● **Problem details**:
Locate every line in the data below that contains the word "baby" and copy each of those lines.

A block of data
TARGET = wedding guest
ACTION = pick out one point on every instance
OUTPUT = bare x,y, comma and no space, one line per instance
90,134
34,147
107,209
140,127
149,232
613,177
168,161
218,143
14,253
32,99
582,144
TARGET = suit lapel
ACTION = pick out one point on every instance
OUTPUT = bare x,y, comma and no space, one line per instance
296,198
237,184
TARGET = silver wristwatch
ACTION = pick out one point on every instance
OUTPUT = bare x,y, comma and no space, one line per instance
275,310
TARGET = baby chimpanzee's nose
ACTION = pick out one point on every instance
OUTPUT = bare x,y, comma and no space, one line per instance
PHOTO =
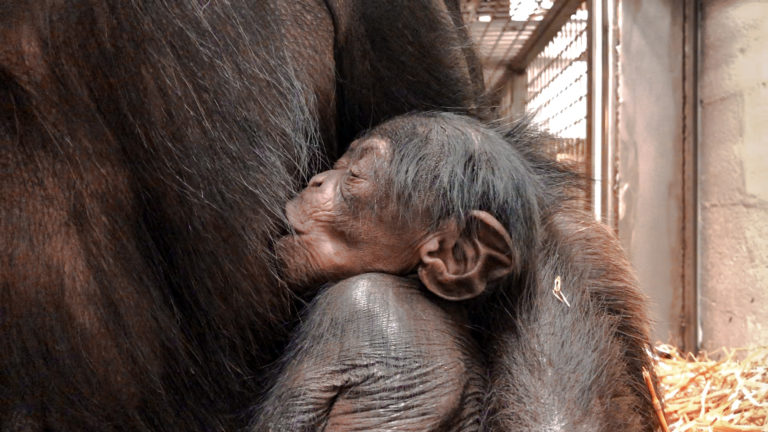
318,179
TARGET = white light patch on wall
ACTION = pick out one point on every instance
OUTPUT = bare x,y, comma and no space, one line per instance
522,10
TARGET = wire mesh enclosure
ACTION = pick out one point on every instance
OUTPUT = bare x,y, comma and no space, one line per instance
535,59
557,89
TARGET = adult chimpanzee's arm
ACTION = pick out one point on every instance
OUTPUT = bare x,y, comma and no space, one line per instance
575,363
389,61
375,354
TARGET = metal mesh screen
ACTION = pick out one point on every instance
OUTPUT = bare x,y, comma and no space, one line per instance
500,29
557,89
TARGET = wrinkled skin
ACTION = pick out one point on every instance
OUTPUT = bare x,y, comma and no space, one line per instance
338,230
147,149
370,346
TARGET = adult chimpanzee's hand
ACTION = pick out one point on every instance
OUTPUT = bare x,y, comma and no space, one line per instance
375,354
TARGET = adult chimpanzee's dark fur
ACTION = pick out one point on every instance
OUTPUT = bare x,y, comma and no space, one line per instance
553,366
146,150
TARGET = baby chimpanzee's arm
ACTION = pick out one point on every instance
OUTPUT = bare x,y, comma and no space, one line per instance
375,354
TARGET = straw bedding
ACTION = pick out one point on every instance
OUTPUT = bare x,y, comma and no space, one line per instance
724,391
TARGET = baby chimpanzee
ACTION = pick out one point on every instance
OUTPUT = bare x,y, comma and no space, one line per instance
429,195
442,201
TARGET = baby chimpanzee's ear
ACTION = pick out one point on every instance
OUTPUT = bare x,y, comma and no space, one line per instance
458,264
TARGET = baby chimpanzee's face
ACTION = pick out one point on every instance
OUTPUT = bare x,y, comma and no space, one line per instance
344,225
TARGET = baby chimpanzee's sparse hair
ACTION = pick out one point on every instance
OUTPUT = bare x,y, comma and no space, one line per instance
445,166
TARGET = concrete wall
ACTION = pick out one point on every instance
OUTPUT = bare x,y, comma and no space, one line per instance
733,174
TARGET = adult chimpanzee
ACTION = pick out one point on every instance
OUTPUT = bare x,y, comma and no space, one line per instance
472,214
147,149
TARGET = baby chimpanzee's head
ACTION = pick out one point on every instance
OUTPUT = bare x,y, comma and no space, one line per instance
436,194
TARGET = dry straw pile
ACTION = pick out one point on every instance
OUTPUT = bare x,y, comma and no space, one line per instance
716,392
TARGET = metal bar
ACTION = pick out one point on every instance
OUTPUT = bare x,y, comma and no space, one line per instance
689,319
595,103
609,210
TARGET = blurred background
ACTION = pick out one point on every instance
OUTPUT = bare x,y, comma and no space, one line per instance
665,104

...

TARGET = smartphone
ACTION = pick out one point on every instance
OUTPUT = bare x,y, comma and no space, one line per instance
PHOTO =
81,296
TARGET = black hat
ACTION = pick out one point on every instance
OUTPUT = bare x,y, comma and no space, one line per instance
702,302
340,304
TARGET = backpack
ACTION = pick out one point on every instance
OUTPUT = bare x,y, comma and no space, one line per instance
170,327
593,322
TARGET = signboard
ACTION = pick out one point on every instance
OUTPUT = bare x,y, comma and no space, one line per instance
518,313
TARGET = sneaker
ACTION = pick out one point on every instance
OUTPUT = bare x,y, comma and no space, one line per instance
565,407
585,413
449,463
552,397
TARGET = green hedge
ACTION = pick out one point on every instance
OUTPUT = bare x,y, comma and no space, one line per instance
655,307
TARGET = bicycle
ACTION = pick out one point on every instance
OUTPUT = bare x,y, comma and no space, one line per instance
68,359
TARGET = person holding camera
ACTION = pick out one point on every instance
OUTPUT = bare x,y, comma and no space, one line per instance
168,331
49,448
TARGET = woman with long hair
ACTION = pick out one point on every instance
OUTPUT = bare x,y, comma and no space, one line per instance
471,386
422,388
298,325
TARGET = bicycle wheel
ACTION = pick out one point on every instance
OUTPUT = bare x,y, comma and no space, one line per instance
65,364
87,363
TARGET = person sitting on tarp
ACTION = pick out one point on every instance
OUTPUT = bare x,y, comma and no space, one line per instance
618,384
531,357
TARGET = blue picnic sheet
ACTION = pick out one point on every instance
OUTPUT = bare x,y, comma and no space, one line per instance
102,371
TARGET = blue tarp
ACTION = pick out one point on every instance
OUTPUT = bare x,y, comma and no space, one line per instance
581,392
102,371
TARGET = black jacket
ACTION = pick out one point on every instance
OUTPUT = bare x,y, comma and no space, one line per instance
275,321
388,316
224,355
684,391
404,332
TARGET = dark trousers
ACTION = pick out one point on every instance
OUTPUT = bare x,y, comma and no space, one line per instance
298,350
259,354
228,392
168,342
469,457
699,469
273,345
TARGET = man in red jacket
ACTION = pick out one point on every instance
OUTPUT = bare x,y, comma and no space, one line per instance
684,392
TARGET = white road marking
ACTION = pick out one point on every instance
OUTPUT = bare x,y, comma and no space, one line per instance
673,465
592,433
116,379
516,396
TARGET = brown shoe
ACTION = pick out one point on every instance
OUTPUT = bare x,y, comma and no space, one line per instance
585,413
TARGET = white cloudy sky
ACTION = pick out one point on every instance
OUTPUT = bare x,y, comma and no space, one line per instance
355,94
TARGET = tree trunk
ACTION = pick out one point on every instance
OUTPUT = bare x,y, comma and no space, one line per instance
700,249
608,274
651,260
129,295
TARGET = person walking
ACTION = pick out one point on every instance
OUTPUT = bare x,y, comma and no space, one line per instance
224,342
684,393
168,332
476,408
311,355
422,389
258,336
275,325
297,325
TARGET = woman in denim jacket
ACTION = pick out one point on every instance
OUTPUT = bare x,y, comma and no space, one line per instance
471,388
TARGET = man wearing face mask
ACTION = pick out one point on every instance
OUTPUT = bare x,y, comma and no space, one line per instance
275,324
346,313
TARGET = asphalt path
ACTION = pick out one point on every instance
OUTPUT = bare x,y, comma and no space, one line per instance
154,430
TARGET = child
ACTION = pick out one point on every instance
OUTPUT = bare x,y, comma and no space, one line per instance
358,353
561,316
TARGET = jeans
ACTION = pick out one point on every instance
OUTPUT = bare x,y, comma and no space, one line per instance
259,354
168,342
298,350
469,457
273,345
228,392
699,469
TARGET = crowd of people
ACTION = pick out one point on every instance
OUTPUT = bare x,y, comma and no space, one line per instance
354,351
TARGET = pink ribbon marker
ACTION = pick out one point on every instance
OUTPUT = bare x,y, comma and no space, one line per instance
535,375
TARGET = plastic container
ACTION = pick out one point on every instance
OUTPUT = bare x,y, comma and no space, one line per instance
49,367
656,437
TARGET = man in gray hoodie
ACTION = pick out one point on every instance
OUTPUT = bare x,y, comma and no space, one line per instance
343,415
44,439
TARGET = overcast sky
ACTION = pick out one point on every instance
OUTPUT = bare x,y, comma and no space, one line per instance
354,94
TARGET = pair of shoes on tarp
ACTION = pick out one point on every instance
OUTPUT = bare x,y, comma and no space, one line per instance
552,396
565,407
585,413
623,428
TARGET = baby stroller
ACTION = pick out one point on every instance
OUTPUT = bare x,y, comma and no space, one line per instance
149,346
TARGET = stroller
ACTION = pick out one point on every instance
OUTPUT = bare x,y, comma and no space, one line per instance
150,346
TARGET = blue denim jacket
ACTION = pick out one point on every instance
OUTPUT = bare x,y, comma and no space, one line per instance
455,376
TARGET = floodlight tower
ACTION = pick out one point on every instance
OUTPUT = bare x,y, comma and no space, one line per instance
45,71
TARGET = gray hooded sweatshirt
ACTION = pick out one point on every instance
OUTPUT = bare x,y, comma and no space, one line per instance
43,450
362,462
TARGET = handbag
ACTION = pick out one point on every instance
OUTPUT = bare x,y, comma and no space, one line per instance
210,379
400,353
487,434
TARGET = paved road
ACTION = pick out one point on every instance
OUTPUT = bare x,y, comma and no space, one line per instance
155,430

==

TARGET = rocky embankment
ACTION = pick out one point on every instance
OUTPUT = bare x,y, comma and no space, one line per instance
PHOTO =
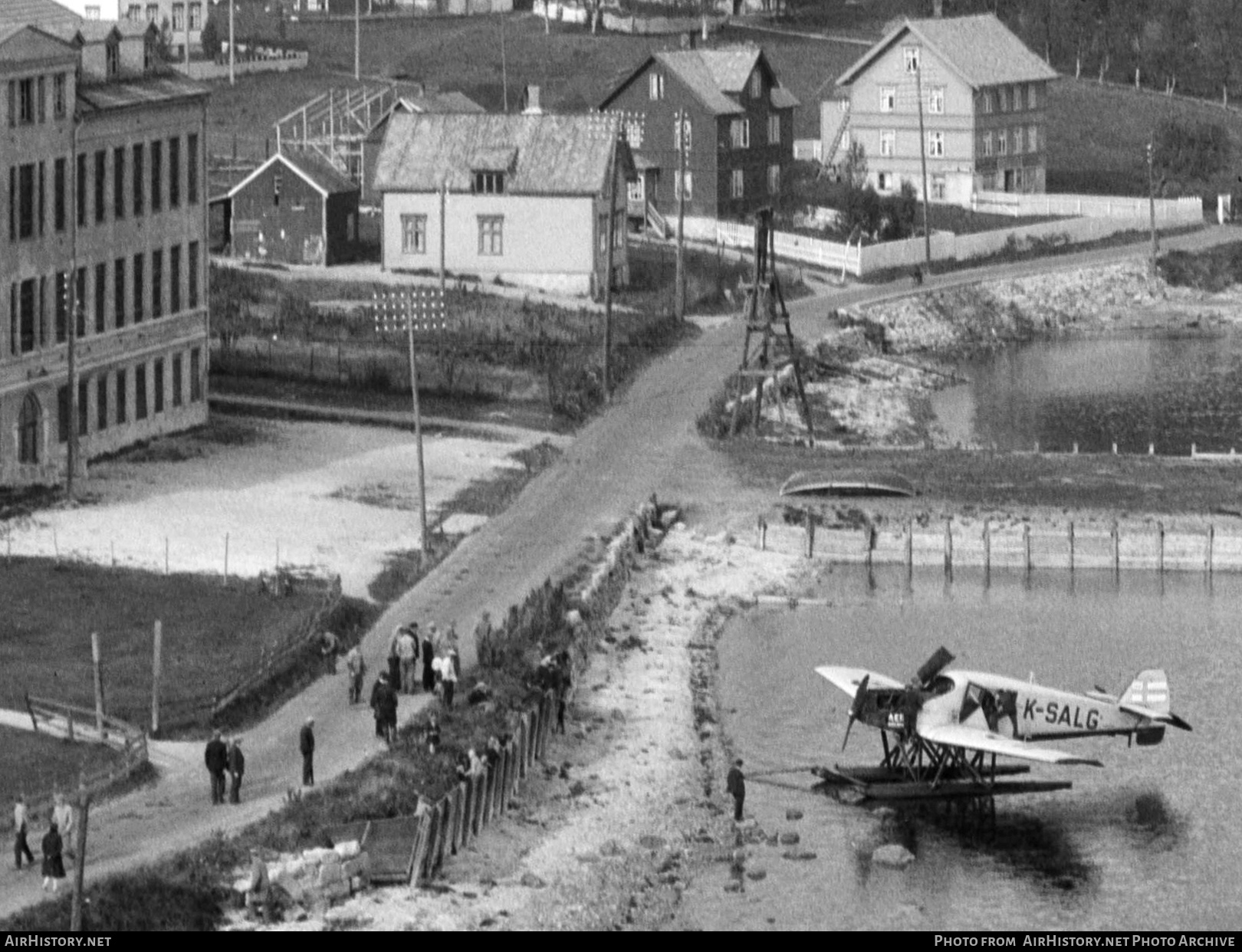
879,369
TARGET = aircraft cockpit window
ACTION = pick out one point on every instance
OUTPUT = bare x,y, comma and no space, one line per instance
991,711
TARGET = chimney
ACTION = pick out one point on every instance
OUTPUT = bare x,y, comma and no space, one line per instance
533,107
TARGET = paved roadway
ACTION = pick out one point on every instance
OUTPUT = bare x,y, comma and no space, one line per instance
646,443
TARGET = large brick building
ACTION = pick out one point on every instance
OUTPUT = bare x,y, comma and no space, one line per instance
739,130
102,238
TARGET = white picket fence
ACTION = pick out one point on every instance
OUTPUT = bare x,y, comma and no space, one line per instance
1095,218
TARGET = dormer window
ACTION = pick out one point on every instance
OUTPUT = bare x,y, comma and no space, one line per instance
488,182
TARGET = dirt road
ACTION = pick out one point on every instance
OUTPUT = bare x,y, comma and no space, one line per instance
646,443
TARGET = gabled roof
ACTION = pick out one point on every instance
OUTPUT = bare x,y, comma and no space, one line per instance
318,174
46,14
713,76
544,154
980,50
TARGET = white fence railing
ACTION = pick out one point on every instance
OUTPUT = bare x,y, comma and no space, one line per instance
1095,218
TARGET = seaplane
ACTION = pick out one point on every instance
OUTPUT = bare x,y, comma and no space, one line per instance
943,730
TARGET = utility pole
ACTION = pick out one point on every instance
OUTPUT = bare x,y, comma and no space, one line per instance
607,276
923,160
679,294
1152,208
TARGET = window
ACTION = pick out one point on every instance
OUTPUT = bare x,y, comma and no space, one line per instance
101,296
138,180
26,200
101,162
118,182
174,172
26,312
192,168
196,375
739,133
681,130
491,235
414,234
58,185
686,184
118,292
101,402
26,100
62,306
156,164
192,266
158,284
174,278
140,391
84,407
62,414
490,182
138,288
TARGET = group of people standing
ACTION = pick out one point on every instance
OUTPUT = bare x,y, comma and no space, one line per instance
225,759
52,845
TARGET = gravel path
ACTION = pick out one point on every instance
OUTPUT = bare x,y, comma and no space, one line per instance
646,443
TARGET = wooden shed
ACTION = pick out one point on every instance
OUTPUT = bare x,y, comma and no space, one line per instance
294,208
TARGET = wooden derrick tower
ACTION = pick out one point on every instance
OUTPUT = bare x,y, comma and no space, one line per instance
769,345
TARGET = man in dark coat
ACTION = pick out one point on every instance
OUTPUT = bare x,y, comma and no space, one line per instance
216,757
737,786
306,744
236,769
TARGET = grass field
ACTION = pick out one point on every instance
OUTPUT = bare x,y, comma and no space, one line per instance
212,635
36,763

● **Output of the exercise**:
TARGET = baby chimpanzee's nose
TARGET = baby chimpanzee's arm
TARGET = baby chimpanzee
TARGET = baby chimpanzee's ear
TARGET = baby chimpanzee's face
TARGET = baby chimpanzee's sparse hair
TARGET = baby chimpanzee's head
TARGET = baby stroller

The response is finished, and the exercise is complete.